--- Exercise instructions ---
(A) In the 9/11 comment thread, how long does the first commenter say Serbia has been mourning prince lazar?
(B) From the 9/11 comment thread, output the passage starting at "Posted by: chris" and ending at "hook for it.".
(C) Do these statements agree with the 9/11 comment thread? For each, answer yes or no and quote the words of the thread that decide it.
(i) The commenter named chris agrees with the post.
(ii) The first comment was posted on Sep 11, 2007.
(iii) The anonymous commenter says they knew instinctively that Bush et al would try to take advantage of September 11.

--- Source passage ---
"""

Posted by: jinbaltimore | Sep 11, 2007 2:45:13 PM
word.
last year I totally lost my shit. Nineeleven is a Republican Party holiday. It's theirs now. let them have it.
what kind of country celebrates bad things? unhappy countries like serbia, who have been mourning prince lazar for 600 years.
this year I don't care at all. seriously. we should forget. let's not be a country with a historical grudge. mourn those who died and forget the national implications.
Posted by: chris | Sep 11, 2007 3:40:16 PM
I strongly disagree with this post. This sounds like your whining about having let someone else do something to you. This is sad. The Republicans didn't take anything you didn't let them take.
9/11 means to me something very important -- both apolitical and political. It is a day of remembrance of lost souls. It is a day when all Americans were willing to stand strong together in the face of tragedy. It is a day of solidarity.
To the extent it is a political day, I disagree that they have taken anything. Yes, right wingers have exploited 9/11 in their inept efforts to mismanage America and have cowardly cloaked themselves in it to excuse all manner of ignominy. But I won't let them off the hook for it.
I look to 9/11 as a day when I realized we are one and our government has purpose, and a day that demands we the people to make government work better and smarter and stronger so we can keep America great.
I remember 9/11 that way. God bless America, brothers and sisters.
Posted by: Anonymous | Sep 11, 2007 4:10:09 PM
Like many others I knew instinctively that Bush et al would attempt to skim every possible advantage from the tragedy of September 11. But - again, like many others - I did not realize how full throated this advantage-taking would be, not to say successful, and how despicably divisive it would turn out to be.

"""

--- Given material ---
"""

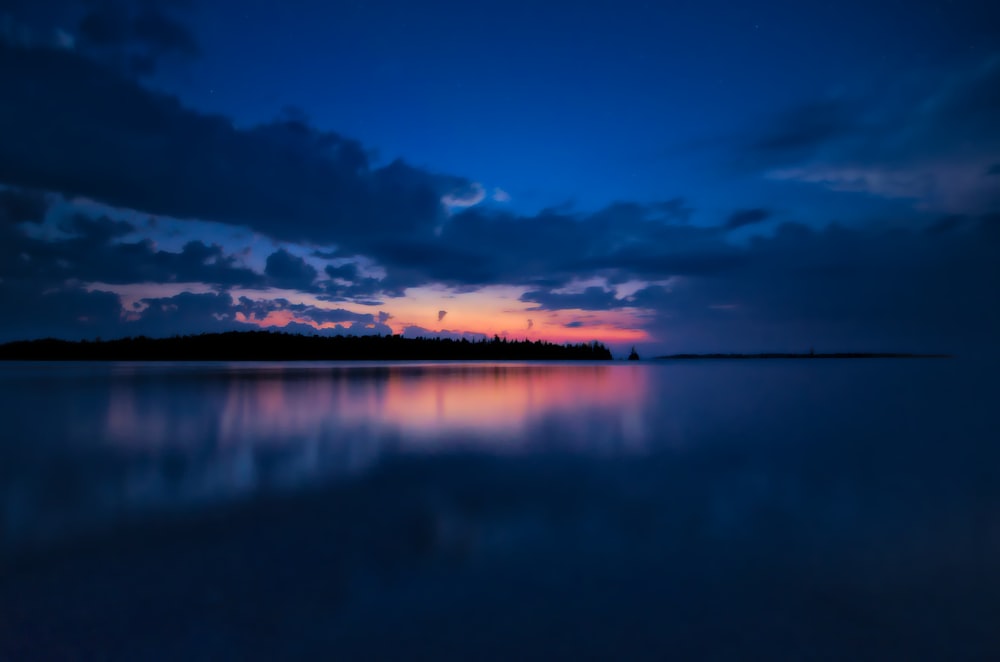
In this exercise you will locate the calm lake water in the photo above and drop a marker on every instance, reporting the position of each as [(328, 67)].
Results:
[(821, 509)]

"""

--- Full answers ---
(A) 600 years.

(B)
Posted by: chris | Sep 11, 2007 3:40:16 PM
I strongly disagree with this post. This sounds like your whining about having let someone else do something to you. This is sad. The Republicans didn't take anything you didn't let them take.
9/11 means to me something very important -- both apolitical and political. It is a day of remembrance of lost souls. It is a day when all Americans were willing to stand strong together in the face of tragedy. It is a day of solidarity.
To the extent it is a political day, I disagree that they have taken anything. Yes, right wingers have exploited 9/11 in their inept efforts to mismanage America and have cowardly cloaked themselves in it to excuse all manner of ignominy. But I won't let them off the hook for it.

(C)
(i) No: "I strongly disagree with this post."
(ii) Yes: "Sep 11, 2007 2:45:13 PM"
(iii) Yes: "Like many others I knew instinctively that Bush et al would attempt to skim every possible advantage from the tragedy of September 11."